*THE PROBLEM*.
State how many lines in the entries below contain the string "every", with matching treated as case-sensitive. Give only the number.

*Data taken from a collection*.
>>>

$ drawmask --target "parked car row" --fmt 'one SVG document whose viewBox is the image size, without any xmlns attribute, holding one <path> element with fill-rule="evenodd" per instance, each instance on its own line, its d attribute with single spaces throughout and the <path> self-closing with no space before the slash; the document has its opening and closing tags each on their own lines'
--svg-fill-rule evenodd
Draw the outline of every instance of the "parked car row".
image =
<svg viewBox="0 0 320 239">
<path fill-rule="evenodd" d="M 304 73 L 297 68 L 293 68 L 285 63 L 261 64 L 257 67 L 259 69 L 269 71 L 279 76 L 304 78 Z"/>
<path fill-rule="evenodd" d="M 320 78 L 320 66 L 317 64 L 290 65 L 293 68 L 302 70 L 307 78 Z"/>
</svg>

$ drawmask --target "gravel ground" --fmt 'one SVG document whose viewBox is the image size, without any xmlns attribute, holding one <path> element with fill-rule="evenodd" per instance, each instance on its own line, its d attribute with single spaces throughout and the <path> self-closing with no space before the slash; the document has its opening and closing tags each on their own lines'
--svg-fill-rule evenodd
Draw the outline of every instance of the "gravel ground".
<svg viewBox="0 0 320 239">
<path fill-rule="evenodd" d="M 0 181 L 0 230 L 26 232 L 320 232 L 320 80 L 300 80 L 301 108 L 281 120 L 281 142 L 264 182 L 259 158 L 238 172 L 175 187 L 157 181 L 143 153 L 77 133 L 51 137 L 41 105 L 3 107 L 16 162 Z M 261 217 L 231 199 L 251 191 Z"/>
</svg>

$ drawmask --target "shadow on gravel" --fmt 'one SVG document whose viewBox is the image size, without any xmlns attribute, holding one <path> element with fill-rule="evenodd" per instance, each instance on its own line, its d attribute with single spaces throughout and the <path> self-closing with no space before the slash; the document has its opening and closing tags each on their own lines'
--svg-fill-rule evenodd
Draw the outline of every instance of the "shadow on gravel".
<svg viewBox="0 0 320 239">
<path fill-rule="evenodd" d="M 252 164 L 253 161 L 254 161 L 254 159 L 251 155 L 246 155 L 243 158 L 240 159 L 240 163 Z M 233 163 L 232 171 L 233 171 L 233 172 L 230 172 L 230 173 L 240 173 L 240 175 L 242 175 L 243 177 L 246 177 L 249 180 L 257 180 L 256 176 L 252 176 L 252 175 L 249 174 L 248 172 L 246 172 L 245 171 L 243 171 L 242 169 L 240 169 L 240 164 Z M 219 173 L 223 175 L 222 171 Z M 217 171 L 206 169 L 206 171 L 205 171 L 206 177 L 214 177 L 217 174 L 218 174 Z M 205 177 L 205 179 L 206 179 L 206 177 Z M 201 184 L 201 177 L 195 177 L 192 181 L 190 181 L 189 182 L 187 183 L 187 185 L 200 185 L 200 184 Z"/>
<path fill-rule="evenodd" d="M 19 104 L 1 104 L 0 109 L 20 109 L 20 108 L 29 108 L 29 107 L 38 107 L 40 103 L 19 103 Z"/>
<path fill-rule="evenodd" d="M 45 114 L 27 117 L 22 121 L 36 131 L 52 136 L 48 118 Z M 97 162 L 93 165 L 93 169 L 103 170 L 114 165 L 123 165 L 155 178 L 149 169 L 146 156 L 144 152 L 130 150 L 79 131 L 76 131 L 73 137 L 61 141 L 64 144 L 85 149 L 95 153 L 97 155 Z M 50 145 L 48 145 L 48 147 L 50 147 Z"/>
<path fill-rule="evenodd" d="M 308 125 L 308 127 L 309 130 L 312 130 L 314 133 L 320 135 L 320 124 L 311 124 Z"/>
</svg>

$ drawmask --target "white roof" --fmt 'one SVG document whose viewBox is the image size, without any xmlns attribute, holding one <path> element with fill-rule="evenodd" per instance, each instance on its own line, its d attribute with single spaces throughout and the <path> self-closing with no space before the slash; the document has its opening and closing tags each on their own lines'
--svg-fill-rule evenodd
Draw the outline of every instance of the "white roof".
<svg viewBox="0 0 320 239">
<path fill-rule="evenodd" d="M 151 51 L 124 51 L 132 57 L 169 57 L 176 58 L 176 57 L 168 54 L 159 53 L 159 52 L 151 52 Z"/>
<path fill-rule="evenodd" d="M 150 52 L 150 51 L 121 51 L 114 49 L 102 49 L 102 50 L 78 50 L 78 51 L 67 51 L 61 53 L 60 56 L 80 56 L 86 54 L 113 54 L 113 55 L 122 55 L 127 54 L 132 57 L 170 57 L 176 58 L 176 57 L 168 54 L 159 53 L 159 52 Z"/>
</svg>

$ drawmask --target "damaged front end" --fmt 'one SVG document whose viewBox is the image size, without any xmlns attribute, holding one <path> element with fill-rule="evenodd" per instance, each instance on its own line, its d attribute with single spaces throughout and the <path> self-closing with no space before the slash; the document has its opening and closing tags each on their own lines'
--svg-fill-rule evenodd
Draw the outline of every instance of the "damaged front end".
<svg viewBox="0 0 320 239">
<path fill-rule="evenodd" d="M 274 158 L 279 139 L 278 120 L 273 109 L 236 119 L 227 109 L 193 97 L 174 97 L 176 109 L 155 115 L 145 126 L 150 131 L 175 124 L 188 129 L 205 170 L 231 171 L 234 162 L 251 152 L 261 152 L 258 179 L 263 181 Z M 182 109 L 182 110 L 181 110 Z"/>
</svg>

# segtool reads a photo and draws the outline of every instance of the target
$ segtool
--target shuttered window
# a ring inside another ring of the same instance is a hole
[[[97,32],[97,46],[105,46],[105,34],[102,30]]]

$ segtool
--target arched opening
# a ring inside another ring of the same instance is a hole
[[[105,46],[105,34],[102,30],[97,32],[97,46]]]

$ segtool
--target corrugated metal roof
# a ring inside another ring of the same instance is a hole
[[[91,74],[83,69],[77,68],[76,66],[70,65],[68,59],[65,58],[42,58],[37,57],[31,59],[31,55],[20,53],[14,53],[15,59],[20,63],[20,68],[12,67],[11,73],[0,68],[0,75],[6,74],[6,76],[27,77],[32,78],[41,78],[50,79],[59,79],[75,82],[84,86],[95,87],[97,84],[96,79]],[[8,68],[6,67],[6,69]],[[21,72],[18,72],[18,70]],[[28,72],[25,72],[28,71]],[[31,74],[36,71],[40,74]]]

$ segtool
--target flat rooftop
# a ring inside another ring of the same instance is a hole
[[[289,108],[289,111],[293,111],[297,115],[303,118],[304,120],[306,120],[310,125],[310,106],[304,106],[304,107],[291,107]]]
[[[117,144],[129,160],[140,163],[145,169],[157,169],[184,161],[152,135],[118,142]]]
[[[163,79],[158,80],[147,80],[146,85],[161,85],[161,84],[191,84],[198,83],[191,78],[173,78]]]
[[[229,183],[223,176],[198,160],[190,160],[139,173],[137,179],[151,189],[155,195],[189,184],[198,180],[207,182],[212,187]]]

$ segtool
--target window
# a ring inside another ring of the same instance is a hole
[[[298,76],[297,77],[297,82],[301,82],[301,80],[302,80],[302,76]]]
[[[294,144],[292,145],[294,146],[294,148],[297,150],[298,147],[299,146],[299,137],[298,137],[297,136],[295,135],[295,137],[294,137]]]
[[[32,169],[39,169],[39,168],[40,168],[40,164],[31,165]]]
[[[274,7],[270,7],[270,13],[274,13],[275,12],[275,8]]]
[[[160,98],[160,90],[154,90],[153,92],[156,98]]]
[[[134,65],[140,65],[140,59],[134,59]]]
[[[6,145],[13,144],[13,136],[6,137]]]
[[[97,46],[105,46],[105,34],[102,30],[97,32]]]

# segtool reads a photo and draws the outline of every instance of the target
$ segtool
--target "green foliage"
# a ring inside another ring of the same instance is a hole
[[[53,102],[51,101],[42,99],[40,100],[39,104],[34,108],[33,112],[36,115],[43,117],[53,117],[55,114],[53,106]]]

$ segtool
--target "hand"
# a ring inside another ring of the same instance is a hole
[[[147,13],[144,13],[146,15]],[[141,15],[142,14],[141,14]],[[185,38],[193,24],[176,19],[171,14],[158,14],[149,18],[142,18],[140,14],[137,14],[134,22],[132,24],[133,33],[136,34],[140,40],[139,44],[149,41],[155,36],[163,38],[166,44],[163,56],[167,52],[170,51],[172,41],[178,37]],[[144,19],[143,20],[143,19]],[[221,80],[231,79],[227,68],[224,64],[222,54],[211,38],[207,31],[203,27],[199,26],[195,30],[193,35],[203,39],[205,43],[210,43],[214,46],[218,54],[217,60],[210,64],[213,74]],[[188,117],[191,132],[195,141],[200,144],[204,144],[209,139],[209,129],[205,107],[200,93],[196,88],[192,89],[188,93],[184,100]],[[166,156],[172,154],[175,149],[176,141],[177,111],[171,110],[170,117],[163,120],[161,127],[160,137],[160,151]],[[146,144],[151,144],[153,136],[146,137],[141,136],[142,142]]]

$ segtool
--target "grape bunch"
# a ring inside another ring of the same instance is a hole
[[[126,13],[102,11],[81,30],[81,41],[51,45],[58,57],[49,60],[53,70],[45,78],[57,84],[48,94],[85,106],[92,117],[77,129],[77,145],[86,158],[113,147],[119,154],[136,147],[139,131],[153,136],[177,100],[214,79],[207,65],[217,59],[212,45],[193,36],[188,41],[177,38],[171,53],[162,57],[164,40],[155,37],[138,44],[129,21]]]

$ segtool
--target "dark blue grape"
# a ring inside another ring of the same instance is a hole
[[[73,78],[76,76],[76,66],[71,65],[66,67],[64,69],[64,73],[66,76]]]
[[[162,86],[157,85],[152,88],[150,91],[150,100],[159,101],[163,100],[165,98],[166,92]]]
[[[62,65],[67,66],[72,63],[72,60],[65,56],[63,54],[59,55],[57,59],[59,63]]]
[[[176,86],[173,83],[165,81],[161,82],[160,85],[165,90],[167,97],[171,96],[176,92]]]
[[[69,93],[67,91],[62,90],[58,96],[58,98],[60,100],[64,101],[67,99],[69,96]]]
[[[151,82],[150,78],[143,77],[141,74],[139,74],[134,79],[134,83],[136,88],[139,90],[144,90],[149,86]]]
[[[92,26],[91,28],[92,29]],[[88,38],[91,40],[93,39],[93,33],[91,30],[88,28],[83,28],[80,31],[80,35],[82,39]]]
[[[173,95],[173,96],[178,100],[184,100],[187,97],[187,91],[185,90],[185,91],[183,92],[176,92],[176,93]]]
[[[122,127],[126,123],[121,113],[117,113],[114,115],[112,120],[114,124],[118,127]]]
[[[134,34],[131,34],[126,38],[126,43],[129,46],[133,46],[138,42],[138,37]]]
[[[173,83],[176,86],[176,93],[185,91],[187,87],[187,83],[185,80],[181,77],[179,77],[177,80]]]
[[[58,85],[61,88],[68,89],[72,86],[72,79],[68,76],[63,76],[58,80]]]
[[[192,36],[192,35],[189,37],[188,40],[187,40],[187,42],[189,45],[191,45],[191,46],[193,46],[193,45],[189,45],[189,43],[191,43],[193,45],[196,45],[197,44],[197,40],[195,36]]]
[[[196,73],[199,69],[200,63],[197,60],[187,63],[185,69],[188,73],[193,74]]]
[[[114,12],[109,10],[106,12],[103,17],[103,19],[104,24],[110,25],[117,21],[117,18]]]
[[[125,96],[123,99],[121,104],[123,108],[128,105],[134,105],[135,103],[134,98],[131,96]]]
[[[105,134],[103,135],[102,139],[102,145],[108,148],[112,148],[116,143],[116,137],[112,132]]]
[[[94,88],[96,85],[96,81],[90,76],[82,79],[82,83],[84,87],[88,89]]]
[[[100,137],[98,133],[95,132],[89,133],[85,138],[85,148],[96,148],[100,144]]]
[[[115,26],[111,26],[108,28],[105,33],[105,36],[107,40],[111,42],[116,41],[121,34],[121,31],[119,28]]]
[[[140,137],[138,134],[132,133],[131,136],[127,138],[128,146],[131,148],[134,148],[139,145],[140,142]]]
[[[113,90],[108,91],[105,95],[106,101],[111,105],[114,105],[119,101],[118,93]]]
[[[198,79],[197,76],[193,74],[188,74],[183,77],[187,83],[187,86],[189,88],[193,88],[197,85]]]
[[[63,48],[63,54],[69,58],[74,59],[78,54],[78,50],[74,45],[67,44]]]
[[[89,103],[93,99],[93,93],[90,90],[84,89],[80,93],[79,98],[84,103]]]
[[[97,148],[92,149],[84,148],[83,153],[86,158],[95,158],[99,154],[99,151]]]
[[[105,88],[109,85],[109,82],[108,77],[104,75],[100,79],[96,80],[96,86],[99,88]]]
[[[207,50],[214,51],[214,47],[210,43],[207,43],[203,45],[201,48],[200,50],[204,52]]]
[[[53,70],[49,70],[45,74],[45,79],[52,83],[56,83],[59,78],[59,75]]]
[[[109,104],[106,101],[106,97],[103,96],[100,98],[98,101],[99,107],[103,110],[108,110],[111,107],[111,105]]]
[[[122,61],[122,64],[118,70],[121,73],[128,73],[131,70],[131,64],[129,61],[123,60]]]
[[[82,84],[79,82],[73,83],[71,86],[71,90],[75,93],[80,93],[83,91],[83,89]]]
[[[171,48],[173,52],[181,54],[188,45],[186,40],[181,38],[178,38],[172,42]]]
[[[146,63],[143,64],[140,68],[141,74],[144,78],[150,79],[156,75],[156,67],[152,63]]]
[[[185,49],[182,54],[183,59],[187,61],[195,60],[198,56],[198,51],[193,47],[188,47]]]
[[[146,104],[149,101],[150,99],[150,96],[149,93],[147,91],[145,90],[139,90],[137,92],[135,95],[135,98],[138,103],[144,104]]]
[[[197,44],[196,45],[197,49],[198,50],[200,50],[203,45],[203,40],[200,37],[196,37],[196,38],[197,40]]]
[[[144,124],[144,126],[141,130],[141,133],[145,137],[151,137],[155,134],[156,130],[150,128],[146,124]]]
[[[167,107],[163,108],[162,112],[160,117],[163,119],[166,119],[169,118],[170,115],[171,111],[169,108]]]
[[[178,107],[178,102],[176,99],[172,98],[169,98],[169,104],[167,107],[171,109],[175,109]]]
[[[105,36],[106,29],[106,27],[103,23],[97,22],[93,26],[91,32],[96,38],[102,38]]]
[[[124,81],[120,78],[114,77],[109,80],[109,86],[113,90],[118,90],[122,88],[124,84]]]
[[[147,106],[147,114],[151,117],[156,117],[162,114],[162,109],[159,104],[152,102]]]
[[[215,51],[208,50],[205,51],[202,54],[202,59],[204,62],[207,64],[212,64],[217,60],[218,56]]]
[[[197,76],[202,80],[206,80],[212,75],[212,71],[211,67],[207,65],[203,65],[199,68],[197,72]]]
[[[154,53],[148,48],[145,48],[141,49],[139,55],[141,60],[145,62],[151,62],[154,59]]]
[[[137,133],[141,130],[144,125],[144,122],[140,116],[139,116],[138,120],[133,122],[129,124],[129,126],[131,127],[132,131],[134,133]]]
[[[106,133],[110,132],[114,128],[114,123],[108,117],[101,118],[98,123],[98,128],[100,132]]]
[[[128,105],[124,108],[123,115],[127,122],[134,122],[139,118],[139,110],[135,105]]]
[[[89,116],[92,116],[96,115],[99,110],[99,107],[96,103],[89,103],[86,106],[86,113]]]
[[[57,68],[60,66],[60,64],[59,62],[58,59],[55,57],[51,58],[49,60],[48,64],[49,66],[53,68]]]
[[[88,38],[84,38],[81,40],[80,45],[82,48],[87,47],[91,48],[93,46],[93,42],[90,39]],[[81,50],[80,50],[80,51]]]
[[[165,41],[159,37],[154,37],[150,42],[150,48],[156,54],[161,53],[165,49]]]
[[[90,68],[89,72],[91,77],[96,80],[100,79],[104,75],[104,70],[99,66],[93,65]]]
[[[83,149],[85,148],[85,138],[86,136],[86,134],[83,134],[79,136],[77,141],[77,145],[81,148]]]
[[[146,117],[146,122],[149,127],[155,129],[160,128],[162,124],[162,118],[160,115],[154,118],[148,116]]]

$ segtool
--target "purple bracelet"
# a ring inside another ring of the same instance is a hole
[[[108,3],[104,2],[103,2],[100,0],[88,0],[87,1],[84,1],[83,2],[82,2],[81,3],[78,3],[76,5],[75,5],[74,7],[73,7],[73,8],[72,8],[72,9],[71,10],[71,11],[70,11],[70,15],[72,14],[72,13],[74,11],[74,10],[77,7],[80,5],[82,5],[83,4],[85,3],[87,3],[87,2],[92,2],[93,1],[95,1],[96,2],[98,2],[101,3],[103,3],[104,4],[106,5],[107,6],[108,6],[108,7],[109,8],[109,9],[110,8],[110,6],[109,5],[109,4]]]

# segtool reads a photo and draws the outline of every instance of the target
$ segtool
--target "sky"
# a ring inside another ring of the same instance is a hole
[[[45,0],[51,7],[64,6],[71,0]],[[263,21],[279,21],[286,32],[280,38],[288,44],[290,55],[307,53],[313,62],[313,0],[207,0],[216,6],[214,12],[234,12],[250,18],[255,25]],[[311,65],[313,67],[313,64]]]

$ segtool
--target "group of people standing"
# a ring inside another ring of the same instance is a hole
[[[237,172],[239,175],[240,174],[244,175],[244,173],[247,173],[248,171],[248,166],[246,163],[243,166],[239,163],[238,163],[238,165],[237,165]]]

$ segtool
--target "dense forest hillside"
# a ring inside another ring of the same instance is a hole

<<<

*EXERCISE RESPONSE*.
8